**WHAT THE TASK ASKS:** From the records below, extract all the text exactly and leave the images behind.

**TASK INPUTS:**

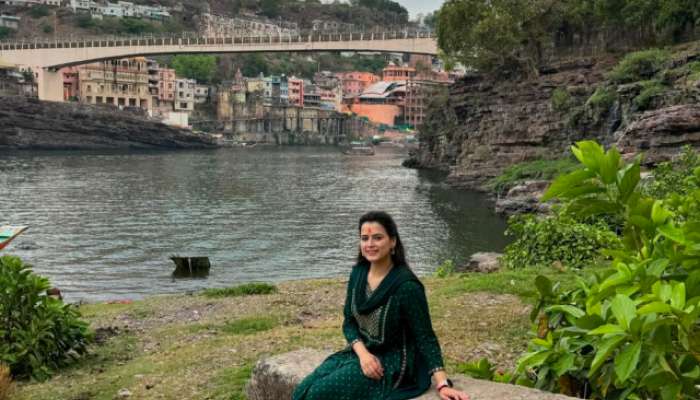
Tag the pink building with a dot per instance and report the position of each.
(166, 85)
(354, 83)
(71, 83)
(295, 87)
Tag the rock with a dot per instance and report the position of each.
(661, 133)
(34, 124)
(482, 262)
(275, 378)
(523, 198)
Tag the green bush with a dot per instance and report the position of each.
(631, 330)
(39, 333)
(39, 11)
(535, 169)
(639, 66)
(561, 100)
(675, 176)
(602, 99)
(650, 90)
(242, 290)
(542, 241)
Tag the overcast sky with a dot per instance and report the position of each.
(420, 6)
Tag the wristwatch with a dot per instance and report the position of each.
(445, 383)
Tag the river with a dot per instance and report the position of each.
(104, 224)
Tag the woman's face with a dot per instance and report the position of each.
(375, 243)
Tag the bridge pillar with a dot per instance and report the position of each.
(50, 85)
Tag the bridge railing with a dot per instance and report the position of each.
(191, 38)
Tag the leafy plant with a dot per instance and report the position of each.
(535, 169)
(675, 176)
(445, 269)
(639, 66)
(555, 239)
(650, 90)
(632, 330)
(241, 290)
(39, 333)
(561, 100)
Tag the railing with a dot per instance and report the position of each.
(189, 39)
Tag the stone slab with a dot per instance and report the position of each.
(275, 378)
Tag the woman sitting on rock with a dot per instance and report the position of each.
(392, 351)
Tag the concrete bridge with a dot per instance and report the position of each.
(46, 56)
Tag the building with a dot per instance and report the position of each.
(295, 91)
(9, 21)
(201, 94)
(122, 83)
(354, 83)
(393, 72)
(184, 94)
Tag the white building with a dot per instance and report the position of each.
(184, 94)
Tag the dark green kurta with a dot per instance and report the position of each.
(398, 332)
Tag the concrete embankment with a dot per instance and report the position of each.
(36, 125)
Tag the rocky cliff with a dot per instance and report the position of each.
(485, 124)
(33, 124)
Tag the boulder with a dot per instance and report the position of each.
(482, 262)
(523, 198)
(275, 378)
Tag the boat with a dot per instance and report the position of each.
(8, 233)
(359, 149)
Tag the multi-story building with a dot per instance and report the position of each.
(122, 83)
(393, 72)
(184, 94)
(296, 91)
(354, 83)
(201, 94)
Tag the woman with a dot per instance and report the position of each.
(392, 350)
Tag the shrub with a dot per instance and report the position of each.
(6, 385)
(602, 99)
(675, 176)
(544, 241)
(640, 65)
(535, 169)
(650, 90)
(39, 333)
(561, 100)
(242, 290)
(39, 11)
(632, 330)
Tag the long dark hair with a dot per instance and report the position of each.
(385, 220)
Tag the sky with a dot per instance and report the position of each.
(420, 6)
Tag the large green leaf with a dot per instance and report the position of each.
(603, 351)
(627, 360)
(624, 310)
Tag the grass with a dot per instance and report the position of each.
(200, 347)
(535, 169)
(242, 290)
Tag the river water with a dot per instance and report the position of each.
(103, 225)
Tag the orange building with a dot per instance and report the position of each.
(354, 83)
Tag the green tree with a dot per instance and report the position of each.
(199, 67)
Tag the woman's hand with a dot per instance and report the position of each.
(448, 393)
(371, 366)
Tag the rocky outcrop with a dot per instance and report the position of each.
(276, 377)
(482, 262)
(523, 198)
(486, 124)
(660, 133)
(32, 124)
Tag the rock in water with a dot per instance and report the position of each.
(275, 378)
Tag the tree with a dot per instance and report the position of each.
(199, 67)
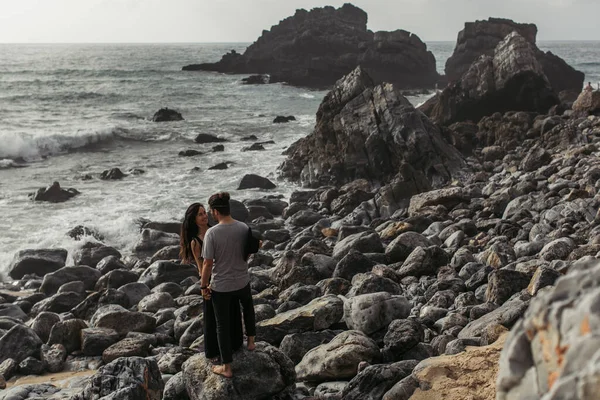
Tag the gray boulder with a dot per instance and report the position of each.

**REPLY TO THE EXERCISE:**
Tag the pink building with a dot per instance and report the position of each.
(166, 85)
(354, 83)
(71, 83)
(295, 87)
Tag the rock with a dot per instance and report the position of each.
(661, 133)
(34, 124)
(482, 262)
(275, 378)
(523, 198)
Tag the green bush with a dot per instance and report the position of each.
(631, 330)
(39, 333)
(39, 11)
(535, 169)
(639, 66)
(561, 100)
(675, 176)
(602, 99)
(650, 90)
(242, 290)
(542, 241)
Tag the overcast sky with a dot per instance and report the position of each.
(420, 6)
Tag the wristwatch with a dot per instance and report the position of each.
(445, 383)
Tag the river with a dot per instance and report the position of each.
(104, 224)
Tag the woman's face with a dot per instance and report the position of each.
(375, 243)
Tag the bridge pillar with a dot per instance and report the position of each.
(50, 85)
Tag the bridge railing with a dot per instance and report the position of each.
(191, 38)
Tag the leafy plant with a dot per instance and report the position of each.
(535, 169)
(675, 176)
(445, 269)
(639, 66)
(555, 239)
(650, 90)
(632, 330)
(241, 290)
(39, 333)
(561, 100)
Tag the railing with a dot per instance and report the position of each.
(189, 39)
Tag the stone slab with a dot per instance and report the position of each.
(275, 378)
Tag the woman sitting on rock with a dot per instance and report the position of each.
(392, 351)
Tag the concrete bridge with a dot per instance and report the position of each.
(46, 56)
Tag the building with a dot per instance and report the position of each.
(295, 91)
(9, 21)
(201, 94)
(122, 83)
(354, 83)
(393, 72)
(184, 94)
Tag the white building with a dot per instance and report the position of each.
(184, 94)
Tag the dark green kurta with a dot per instance and report the position of each.
(398, 332)
Tag the concrete embankment with a dot per instance and report the position of each.
(36, 125)
Tag the rocky cliff with a dot per instance and report the position of each.
(485, 124)
(33, 124)
Tag the boulder with a dot per instance and report the position of each.
(482, 262)
(523, 198)
(275, 378)
Tag the boat with a dot per instance and report the position of each.
(8, 233)
(359, 149)
Tag the multi-story building with a dot per instance and report the position of each.
(122, 83)
(393, 72)
(184, 94)
(296, 91)
(354, 83)
(201, 94)
Tag the woman with a dot per instance and report the position of each.
(392, 350)
Tag the shrub with a dot per instance and report the position of each.
(6, 385)
(602, 99)
(675, 176)
(544, 241)
(640, 65)
(535, 169)
(650, 90)
(39, 333)
(561, 100)
(242, 290)
(39, 11)
(632, 330)
Tag the long dark hair with a dot per instance and report the position of each.
(385, 220)
Tag the sky with a dot per instance and report the position of each.
(420, 6)
Tag the large green leaf with a dot per instance and report the position of each.
(603, 351)
(627, 360)
(624, 310)
Tag the grass with a dot per instance and report the position of each.
(200, 347)
(535, 169)
(242, 290)
Tag the river water with a dot per instance and report the position of each.
(103, 225)
Tag the orange building with a dot per instance and report the position of each.
(354, 83)
Tag the green tree with a dot per instance and report the position of each.
(199, 67)
Tag the woman's hand with a dot per instance and report the position of each.
(448, 393)
(371, 366)
Tag the rocky outcrop with a dot per instance and report the position of each.
(276, 377)
(482, 262)
(523, 198)
(486, 124)
(660, 133)
(32, 124)
Tag the rock in water with a dot per instance and report the position of each.
(275, 378)
Tag the tree with a dot per instance and report the position of each.
(199, 67)
Tag the gray boulder with a dot per instance and report the position of each.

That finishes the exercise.